(PROVIDED PASSAGE):
# First heat for your female?



## ceecee

Sunny is 6 months. She will be 7 months on the 16th. When do females first come in heat? Our vet wants us to have her spayed right before the first one. He says he reduces the risk of breast cancer. The breeder prefers if you want a year. He says the dogs will become"leggy" if not. As I am not going to be showing I think the risk is greater to wait. Any different thoughts?


----------



## Mischa

We spayed Mischa at 8 months and she didn't have her first heat yet. I've read somewhere these dogs are slow to mature. I thought it meant mentally to which I thought, "Duh!" lol but I think they meant physically.


----------



## Ro-Ro

We are in the exact same boat. Ziva is 8 1/2 months. Vet said one thing, breeder another. Would love to hear other input.


----------



## Crazy Kian

There is a member on here (who rarely posts) and her girl is just over 1.5yrs old and still has not had her first heat.


----------



## fiona long

my vet wouldnt spay bailey until after her first season..... she came into season at 11 months and was spayed afters!


----------



## BamBam

Hi fiona,

have you found that spaying her after her first season has had any affect on her temperament at all?


----------



## fiona long

no not at all 

our vet said that it can increase risk of cancer not letting them have there first season and can affect maturity levels.

our girl is still daft as ever!!

i think vets in uk and vets in us reccomend different things when it comes to spaying!

(ENTRIES SUPPLIED):
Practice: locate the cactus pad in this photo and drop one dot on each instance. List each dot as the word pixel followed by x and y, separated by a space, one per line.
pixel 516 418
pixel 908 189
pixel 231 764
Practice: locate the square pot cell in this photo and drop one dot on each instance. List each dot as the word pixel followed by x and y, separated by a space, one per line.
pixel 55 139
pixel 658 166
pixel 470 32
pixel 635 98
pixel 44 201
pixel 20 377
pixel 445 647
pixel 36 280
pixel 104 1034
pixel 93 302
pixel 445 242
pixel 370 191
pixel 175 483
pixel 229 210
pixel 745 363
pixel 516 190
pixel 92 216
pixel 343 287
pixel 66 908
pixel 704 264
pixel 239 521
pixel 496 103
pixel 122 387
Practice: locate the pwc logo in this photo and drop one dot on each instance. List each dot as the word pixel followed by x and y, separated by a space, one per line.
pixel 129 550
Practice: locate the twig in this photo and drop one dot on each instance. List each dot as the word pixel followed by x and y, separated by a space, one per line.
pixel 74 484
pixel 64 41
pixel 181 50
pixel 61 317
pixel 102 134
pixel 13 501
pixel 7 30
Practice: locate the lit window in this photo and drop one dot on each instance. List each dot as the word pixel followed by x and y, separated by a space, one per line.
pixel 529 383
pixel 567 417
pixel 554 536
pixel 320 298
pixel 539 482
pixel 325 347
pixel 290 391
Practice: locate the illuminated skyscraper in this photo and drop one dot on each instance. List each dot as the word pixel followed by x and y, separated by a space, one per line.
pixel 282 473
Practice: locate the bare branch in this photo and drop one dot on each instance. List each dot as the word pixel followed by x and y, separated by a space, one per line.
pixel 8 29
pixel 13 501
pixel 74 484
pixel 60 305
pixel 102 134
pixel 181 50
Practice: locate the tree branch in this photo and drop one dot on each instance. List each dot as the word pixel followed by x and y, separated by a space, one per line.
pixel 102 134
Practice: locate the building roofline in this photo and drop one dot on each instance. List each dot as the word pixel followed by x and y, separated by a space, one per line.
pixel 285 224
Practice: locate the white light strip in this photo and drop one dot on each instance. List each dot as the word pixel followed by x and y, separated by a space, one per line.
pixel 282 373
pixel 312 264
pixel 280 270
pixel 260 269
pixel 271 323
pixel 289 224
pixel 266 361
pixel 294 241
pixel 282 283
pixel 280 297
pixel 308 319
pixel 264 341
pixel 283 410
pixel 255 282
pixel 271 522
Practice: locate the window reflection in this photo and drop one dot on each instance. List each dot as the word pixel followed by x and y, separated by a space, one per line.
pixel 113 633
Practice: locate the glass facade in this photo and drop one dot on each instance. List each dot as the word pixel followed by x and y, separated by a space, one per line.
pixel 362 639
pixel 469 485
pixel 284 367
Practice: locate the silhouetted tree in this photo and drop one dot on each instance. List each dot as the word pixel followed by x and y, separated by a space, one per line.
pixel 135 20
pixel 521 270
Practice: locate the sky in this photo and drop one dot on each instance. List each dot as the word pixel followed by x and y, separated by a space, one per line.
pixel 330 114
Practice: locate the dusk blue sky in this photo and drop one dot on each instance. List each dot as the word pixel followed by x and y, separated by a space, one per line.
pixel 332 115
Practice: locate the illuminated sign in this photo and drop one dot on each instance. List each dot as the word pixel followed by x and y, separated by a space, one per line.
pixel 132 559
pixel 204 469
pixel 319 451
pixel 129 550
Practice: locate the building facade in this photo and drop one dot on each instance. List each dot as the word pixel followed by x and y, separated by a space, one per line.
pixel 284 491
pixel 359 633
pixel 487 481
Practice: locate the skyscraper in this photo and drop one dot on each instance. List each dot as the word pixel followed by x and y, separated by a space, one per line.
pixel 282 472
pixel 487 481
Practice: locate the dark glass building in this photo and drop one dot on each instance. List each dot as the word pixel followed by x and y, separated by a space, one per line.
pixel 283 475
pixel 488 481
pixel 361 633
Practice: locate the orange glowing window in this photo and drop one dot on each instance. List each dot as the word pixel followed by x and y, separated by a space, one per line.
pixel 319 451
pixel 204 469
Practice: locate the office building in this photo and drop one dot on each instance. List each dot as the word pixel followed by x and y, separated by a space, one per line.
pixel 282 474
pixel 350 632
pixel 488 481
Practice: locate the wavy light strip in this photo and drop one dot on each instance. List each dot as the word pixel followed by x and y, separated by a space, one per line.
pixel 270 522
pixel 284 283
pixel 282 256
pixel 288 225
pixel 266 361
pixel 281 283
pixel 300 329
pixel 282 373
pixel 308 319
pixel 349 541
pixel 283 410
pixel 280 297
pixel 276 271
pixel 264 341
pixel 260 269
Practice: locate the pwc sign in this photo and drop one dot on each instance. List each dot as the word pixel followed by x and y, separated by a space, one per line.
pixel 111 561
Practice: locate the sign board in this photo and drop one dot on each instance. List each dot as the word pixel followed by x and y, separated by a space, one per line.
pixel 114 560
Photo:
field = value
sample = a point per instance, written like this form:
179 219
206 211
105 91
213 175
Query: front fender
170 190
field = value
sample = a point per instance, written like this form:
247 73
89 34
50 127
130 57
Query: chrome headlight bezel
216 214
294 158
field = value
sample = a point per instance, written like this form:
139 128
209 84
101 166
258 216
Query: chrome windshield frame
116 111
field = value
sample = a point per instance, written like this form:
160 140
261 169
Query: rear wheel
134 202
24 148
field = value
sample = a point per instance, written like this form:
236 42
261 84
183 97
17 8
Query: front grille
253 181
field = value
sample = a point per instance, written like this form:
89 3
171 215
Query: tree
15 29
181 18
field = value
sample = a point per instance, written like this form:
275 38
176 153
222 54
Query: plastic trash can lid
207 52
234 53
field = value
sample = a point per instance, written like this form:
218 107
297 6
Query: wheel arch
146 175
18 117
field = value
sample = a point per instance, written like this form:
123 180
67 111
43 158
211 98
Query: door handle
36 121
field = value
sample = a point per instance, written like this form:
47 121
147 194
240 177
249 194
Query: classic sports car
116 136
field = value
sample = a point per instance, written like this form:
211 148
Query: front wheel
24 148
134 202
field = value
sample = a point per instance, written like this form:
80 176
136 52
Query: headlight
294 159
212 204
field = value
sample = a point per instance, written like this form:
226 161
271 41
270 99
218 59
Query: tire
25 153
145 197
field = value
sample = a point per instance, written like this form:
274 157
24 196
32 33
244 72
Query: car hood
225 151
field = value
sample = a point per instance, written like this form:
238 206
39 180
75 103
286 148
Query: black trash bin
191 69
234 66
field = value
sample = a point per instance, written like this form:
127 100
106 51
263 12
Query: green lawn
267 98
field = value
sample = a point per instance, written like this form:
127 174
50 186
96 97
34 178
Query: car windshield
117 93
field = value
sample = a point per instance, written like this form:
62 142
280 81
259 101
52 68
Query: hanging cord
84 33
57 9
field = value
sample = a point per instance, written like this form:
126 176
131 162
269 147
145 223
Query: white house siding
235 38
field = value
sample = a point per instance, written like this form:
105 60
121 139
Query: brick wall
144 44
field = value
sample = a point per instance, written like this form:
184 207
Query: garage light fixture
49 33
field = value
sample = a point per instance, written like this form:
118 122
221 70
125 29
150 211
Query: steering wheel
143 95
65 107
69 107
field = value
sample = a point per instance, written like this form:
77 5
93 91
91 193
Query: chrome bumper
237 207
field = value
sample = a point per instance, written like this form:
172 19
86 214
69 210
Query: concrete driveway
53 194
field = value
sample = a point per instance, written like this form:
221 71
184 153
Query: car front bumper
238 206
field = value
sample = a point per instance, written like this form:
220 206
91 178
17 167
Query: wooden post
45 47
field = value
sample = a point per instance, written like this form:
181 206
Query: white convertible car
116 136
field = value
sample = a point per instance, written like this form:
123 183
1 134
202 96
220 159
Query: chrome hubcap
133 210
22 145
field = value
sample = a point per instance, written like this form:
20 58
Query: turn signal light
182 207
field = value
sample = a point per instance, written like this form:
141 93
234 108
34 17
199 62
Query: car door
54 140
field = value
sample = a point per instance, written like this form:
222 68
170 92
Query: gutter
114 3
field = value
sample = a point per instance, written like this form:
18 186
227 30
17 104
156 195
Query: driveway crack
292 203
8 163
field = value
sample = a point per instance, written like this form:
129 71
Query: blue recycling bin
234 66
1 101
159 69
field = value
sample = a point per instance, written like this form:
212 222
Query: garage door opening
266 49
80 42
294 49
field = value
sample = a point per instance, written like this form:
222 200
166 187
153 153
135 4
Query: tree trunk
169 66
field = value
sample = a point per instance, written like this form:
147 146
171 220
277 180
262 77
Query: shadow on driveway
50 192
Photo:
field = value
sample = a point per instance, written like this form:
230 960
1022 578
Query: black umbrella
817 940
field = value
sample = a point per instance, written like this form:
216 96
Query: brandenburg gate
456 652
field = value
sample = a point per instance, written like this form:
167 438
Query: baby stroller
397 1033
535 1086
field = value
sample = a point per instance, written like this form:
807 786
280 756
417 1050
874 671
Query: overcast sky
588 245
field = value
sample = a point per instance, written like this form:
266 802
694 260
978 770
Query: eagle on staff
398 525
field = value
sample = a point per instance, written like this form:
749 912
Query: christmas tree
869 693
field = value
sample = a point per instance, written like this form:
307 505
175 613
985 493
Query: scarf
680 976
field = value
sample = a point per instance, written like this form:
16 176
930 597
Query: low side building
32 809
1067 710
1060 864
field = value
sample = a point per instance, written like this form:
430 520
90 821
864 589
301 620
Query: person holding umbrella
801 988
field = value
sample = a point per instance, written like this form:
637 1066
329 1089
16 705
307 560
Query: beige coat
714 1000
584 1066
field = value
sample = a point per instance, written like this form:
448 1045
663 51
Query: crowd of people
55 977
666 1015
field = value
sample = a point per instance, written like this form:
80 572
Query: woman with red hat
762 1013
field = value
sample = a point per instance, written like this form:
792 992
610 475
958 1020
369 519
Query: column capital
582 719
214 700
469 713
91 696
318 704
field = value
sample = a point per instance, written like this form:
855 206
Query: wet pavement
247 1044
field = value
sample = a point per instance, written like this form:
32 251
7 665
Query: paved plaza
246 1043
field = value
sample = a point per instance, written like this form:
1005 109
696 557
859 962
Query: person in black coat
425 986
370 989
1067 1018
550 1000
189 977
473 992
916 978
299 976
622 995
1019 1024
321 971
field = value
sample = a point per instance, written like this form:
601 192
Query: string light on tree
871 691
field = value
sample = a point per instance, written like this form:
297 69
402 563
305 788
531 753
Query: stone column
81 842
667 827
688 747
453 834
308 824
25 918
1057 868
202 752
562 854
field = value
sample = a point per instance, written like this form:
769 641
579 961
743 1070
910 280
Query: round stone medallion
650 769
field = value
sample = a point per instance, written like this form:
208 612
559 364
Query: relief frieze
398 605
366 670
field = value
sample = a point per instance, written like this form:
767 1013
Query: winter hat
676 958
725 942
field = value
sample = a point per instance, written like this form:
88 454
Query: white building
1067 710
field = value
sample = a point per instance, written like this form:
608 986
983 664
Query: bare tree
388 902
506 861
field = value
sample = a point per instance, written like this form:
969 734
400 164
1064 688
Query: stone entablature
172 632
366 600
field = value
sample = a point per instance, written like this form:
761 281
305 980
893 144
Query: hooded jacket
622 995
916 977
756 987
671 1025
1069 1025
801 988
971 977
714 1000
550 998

(COMPLETE THE FOLLOWING):
1 > Reproduce the part of the thread about a puppy's first heat that begins with the words "# First heat" and ends with "Any different thoughts?".
2 > Write the next part of the thread about a puppy's first heat, picking up after its final post.

(TASK-BY-TASK RESULTS):
1 >
# First heat for your female?



## ceecee

Sunny is 6 months. She will be 7 months on the 16th. When do females first come in heat? Our vet wants us to have her spayed right before the first one. He says he reduces the risk of breast cancer. The breeder prefers if you want a year. He says the dogs will become"leggy" if not. As I am not going to be showing I think the risk is greater to wait. Any different thoughts?

2 >
----------



## Chippett69

Hi i'm new to the site today

My 9 month old bitch came into her first season on boxing day she was 6 months old at the time.
We too were not sure whether to get her spayed before or after, our vet was pushing us to get her done before her first.
To be honest i am glad she had her first one, it was not that messy and we constantly had tissues in hand to help catch any drips. Poppy our little V was shown to keep herself clean which she did. 
Her exercise was not a problem we took her out on her lead and kept her on it, we went for 20 min jogs which did her no harm. In fact was great for more lead work.
She is now though, in a phantom pregnancy which is common, we have up'd her exercise and reduced her food slightly which is advice we have been given.


----------



## jld640

I had Savannah spayed between 6 and 7 months which was a little later than the vet recommended and a little earlier than the breeder recommended. Since there are pros and cons for spaying early and late, ultimately, I finally decided it would be easier keeping her calm and inside now before the spring weather and sunshine make being outside soooo much more desireable.


----------



## dghubbard06

Much like the previous posts, our breeder recommended waiting until after 1 year and the vet wanted to spay at 6 months. I talked to our breeder and he says his girls usually have their first heat around 13 months, but this I am sure various greatly for other breedlines.

We've scheduled Stella for her operation in May when she'll be 11 months.


----------



## nick

This topic is full of uncertainity...so there must be a lack of good medical research to prove one way or another when to spay a puppy. My vet recommends doing it before their first season....but who knows for sure when that is. The bottom line here seems to be trust your vet and don't look back. We are having Molly spayed on Mar 15...she will be 6.5 months old then.


----------



## Roslind

For introduction, I worked as a vet tech for a year. Also, I am now in Med. School so I have an idea behind the science behind this.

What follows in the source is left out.